» **Given exercise**: Return each line of the material below that contains the word "tree".

» **Given information**:
....

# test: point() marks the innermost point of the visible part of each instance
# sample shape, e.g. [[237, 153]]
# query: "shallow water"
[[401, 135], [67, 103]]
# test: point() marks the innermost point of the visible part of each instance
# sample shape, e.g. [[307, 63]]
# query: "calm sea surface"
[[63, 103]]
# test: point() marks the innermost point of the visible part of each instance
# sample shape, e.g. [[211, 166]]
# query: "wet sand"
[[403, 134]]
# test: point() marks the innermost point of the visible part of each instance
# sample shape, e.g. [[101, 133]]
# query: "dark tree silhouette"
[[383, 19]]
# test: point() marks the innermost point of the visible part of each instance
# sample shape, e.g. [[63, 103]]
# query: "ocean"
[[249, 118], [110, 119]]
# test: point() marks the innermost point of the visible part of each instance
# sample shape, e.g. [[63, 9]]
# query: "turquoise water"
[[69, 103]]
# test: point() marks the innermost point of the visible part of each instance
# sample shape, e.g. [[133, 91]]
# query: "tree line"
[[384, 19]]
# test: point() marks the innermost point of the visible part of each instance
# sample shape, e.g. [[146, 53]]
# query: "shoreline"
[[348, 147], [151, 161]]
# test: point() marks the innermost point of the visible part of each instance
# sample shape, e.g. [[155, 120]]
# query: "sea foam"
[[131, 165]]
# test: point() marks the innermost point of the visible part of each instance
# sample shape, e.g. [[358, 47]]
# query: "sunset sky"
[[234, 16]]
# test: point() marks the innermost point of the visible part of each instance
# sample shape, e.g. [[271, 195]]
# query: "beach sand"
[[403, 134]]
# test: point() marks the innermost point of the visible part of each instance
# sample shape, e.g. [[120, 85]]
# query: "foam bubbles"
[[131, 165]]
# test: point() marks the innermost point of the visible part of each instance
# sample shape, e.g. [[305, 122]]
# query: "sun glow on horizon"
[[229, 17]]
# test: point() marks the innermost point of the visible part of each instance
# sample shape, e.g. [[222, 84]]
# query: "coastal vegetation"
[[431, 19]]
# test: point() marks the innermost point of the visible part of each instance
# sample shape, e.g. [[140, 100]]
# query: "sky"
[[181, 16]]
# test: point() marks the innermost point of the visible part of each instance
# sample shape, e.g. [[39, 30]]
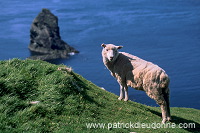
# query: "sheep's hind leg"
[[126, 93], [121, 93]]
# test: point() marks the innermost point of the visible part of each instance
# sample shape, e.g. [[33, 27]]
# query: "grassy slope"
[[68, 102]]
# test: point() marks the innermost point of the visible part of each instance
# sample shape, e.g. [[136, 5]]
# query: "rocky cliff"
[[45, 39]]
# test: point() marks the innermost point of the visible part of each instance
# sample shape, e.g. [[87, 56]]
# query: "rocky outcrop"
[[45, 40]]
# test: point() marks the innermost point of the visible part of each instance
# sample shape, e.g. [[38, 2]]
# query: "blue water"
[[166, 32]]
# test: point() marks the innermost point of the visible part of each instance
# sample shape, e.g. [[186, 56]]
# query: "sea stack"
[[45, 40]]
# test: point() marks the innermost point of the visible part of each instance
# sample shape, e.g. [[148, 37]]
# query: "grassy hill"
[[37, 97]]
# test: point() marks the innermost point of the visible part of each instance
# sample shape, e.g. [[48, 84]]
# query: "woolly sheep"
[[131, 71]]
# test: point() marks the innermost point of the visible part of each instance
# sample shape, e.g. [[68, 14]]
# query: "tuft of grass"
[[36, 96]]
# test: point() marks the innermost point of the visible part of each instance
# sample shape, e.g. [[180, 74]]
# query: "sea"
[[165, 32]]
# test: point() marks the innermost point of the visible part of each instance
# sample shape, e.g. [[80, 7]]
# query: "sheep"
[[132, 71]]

....

» **Task output**:
# query: "dark tree silhouette"
# query: "tree line"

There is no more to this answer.